Selected excerpt:
Initially, the men of the squadron at Issoudun were engaged in construction projects, such as putting up new buildings, hangars and other necessities to make the 3d AIC operational. The squadron was recombined at Issoudun Aerodrome just after Christmas Day, 1917. The men had been thoroughly trained in aircraft assembly, engine maintenance and the other skills needed for them to do their work at the 3d AIC. The men from England arrived on 14 January, and they had become instructors in pistol, rifle, and machine-gunnery. The duties of the squadron became the maintenance of the training aircraft, primarily French Nieuports at the school, which had been set up by the Training Section, AEF to train American pursuit pilots prior to them being sent into combat at the Front.

The 31st Aero Squadron was assigned to the care and upkeep of Nieuport 15-meter aircraft (Nieuport 17, 17bis, 21, 23, 24, 24bis, and 27s) at Field No. 5, which was used for taxiing, taking off, and landing and wing slips. It was at Issoudun that the squadron emblem, still in use today, was designed. In their off-hours, the men engaged in sports such as boxing and football. Athletics was an important part of the duty at Issoudun, giving the squadron, which was widely divided around the station, an esprit-de-corps and helped build morale. In addition to the aircraft work, squadron members were also engaged in expanding the 3d Aviation Instruction Center as necessary, erecting additional buildings and aircraft hangars as new airfields were required as training was expanded with additional pilots and aircraft.

Recorded data:
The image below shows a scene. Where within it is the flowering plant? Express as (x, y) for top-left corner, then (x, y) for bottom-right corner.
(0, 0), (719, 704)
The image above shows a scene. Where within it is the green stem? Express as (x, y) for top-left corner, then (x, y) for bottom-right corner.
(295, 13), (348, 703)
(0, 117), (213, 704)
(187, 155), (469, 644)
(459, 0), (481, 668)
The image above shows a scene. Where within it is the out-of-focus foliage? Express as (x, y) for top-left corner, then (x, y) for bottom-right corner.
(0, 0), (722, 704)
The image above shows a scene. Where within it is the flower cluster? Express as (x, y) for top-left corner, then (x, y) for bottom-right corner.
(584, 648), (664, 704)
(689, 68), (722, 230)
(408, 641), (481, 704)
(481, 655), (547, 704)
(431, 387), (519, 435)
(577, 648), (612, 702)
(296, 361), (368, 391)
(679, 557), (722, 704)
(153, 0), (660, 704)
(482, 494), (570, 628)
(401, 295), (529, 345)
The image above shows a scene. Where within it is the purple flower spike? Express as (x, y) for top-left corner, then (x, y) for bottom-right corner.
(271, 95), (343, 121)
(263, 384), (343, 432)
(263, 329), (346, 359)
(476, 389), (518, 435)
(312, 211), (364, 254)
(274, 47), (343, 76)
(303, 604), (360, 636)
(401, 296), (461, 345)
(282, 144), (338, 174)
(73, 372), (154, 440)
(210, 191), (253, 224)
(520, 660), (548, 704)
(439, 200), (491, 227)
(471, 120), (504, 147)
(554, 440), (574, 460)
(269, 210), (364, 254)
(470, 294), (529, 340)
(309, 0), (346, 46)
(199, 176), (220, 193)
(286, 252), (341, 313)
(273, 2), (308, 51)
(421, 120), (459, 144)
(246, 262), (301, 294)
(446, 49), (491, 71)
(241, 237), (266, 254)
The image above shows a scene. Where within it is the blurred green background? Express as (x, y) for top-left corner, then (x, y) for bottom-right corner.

Task to carry out:
Reproduce the Issoudun passage, starting with "Initially, the men" and going on through "at the Front.", and swap in "soldiers" for every "men".

Written reply:
Initially, the soldiers of the squadron at Issoudun were engaged in construction projects, such as putting up new buildings, hangars and other necessities to make the 3d AIC operational. The squadron was recombined at Issoudun Aerodrome just after Christmas Day, 1917. The soldiers had been thoroughly trained in aircraft assembly, engine maintenance and the other skills needed for them to do their work at the 3d AIC. The soldiers from England arrived on 14 January, and they had become instructors in pistol, rifle, and machine-gunnery. The duties of the squadron became the maintenance of the training aircraft, primarily French Nieuports at the school, which had been set up by the Training Section, AEF to train American pursuit pilots prior to them being sent into combat at the Front.